Objectif de la tâche:
Rédigez la suite de l'article sur l'envahissement de terrain lors de Montpellier-Nîmes, en commençant juste après sa dernière phrase.

Texte à lire:
Par Nicolas Kssis-Martov
4 minutes
Montpellier-Nîmes : les derniers ultras ?

L'interruption de la rencontre, dimanche après-midi, entre Montpellier et Nîmes, a semé la consternation chez les commentateurs. Elle a libéré aussi les jugements hâtifs ou caricaturaux dans une bonne partie des réseaux sociaux, ou s'exhibent désormais cette fameuse et impalpable opinion publique. L'envahissement de terrain par les supporters héraultais, désireux d'en découdre avec les visiteurs a surtout révélé, au cœur d'une saison qui s'annonce cauchemardesque pour les ultras français, que le monde des tribunes atteint des points de rupture de plus en plus radicaux avec le reste du foot français. Il ne s'agit plus de parler de débordements ou autres incompréhensions, les raisons en sont simples : les ultras veulent demeurer eux-mêmes, pour le meilleur et le pire.

Matériel extrait:
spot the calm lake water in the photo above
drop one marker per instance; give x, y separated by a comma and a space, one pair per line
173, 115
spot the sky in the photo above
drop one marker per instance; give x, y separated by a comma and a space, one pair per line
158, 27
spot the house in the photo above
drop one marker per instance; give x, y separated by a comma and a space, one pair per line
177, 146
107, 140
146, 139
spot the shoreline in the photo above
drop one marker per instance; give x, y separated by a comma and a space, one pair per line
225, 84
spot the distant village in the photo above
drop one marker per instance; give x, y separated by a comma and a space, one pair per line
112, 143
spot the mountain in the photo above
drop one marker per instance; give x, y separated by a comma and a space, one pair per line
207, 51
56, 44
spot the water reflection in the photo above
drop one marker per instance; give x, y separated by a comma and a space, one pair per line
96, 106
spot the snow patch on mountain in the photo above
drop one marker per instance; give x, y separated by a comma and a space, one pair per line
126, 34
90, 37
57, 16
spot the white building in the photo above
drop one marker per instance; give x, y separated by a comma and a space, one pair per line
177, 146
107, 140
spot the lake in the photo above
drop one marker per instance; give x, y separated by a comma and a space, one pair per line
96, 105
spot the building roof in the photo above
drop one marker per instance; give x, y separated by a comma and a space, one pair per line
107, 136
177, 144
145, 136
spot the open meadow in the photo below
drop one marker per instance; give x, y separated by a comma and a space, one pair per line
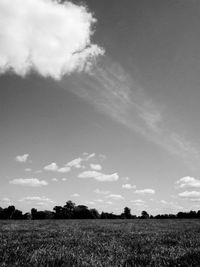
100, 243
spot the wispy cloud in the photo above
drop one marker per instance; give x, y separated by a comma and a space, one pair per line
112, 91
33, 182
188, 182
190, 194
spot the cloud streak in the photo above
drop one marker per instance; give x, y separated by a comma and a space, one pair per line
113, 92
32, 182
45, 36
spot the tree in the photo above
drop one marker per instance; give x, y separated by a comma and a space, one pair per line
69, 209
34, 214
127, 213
...
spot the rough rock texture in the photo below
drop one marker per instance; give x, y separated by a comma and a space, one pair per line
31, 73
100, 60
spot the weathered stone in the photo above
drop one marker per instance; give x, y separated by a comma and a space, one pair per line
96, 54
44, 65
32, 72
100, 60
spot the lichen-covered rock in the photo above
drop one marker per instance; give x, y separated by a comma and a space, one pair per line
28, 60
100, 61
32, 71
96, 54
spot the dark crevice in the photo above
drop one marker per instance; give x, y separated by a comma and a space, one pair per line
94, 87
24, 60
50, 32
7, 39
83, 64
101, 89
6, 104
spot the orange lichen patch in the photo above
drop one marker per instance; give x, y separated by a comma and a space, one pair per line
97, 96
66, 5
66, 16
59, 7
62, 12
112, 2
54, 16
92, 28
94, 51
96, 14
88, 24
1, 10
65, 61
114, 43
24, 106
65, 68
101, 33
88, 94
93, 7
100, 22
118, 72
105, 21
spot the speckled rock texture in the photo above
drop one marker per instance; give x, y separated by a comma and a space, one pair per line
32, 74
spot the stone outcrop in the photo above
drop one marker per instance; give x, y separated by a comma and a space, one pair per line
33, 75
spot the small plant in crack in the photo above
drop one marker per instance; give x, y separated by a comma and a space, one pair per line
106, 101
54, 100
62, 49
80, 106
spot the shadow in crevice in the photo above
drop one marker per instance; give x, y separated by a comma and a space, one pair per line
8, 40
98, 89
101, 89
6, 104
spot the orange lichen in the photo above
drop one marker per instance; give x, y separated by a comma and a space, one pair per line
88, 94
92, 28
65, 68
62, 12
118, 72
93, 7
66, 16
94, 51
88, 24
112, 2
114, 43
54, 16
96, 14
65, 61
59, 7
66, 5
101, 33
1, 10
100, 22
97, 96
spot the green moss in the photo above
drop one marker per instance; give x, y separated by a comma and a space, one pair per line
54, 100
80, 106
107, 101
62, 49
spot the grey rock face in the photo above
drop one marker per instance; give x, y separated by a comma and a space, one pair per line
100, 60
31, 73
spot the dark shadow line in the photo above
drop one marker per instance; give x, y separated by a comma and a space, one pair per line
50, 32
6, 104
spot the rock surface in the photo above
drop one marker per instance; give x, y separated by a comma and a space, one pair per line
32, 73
==
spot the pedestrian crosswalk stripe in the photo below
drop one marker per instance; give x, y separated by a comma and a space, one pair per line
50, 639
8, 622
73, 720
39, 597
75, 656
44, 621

Réponse ci-dessous:
La situation pousserait facilement au romantisme élégiaque. Comme si nous assistions presque au processus d’autodestruction d’un ami d’enfance dont les emportements, autrefois sympathiques, nous échappaient totalement désormais. Les supporters français ne cessent de défrayer la chronique, d’alimenter les polémiques. Ils ont leurs contempteurs ou leurs défenseurs sur les plateaux télé. Des Lillois aux Corses, ils choquent ou dérangent, dépassent les bornes, enfoncent leur club. Aujourd’hui, les interdictions de déplacement, parfois sous des prétextes fallacieux (les Parisiens privés de Côte d’Azur pour cause de visite de la ministre de l’Enseignement supérieur), se multiplient et se banalisent, toujours pour éviter les violences que cette « précaution » fabrique parfois par effet pervers (le parcage demeure souvent la meilleure des sécurités publiques). Sans parler du dossier des fumis qui, à lui seul, résume un dialogue de sourds sans fin ni solution. Rien ne semble freiner la spirale de la confrontation, et l’invocation des exemples étrangers ne change pas davantage le fond du débat.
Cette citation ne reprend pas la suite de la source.